• **WHAT IS BEING ASKED**: Return each line of the records below that contains the word "black", matching case exactly.

Excerpts from bounding box data:

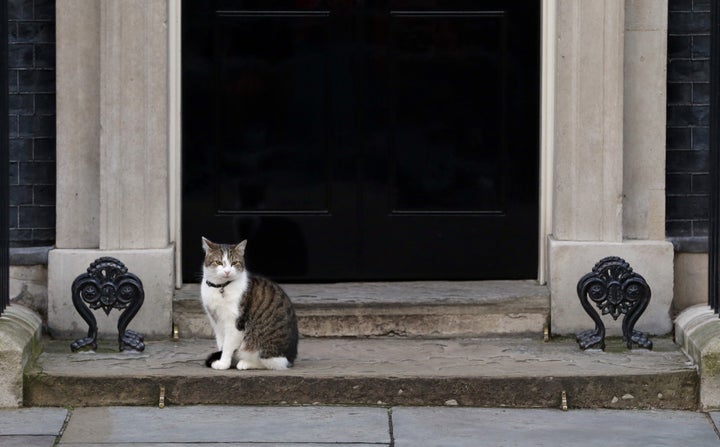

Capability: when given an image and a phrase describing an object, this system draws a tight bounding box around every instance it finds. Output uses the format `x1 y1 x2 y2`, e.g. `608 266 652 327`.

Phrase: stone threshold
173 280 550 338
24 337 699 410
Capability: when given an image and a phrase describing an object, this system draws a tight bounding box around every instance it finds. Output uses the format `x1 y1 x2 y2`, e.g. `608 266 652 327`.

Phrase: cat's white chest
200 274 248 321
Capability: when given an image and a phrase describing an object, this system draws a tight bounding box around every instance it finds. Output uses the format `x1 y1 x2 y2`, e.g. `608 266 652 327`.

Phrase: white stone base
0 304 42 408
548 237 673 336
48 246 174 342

==

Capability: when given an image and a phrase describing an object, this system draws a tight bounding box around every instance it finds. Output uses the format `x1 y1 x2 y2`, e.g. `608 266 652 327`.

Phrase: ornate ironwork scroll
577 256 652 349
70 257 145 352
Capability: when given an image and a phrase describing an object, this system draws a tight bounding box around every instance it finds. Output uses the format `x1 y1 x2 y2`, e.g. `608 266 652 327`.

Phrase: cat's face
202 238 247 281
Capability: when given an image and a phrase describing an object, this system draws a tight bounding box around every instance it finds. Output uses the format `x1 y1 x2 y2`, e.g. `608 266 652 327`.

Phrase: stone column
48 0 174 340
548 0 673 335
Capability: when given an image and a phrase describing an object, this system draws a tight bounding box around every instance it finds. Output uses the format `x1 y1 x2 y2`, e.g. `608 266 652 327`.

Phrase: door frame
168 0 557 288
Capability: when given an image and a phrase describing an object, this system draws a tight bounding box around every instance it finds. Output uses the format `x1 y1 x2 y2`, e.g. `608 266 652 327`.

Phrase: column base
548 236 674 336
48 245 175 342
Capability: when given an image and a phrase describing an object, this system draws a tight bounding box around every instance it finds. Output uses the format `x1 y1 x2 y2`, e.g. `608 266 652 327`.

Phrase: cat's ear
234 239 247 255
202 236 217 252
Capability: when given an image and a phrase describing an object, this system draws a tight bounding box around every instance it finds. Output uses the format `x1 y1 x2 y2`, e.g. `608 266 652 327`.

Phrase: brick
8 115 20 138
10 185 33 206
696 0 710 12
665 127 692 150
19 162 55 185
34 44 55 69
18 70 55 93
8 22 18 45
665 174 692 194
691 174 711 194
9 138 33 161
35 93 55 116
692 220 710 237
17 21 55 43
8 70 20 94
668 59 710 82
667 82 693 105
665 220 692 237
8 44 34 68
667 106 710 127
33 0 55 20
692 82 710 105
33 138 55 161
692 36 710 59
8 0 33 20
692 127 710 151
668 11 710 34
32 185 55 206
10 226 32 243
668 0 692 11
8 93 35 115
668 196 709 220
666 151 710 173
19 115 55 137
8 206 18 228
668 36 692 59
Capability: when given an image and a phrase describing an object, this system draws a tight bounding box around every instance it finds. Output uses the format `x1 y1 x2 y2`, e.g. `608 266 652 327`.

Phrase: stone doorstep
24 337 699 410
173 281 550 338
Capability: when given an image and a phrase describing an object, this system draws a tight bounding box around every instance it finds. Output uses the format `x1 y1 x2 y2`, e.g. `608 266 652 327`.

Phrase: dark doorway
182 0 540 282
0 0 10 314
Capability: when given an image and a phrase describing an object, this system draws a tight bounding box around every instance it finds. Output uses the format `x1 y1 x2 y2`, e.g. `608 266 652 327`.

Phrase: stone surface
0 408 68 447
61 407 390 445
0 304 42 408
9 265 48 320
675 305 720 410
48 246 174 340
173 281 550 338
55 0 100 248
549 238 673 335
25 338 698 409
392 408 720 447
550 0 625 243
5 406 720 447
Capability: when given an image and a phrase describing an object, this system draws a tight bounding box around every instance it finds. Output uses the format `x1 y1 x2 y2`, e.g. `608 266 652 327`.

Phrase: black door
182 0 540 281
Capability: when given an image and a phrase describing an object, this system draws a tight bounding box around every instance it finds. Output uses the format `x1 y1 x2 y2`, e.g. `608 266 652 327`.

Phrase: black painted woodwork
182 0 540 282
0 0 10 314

• **RESULT OF THE EXERCISE**:
Phrase: black door
Phrase: black painted woodwork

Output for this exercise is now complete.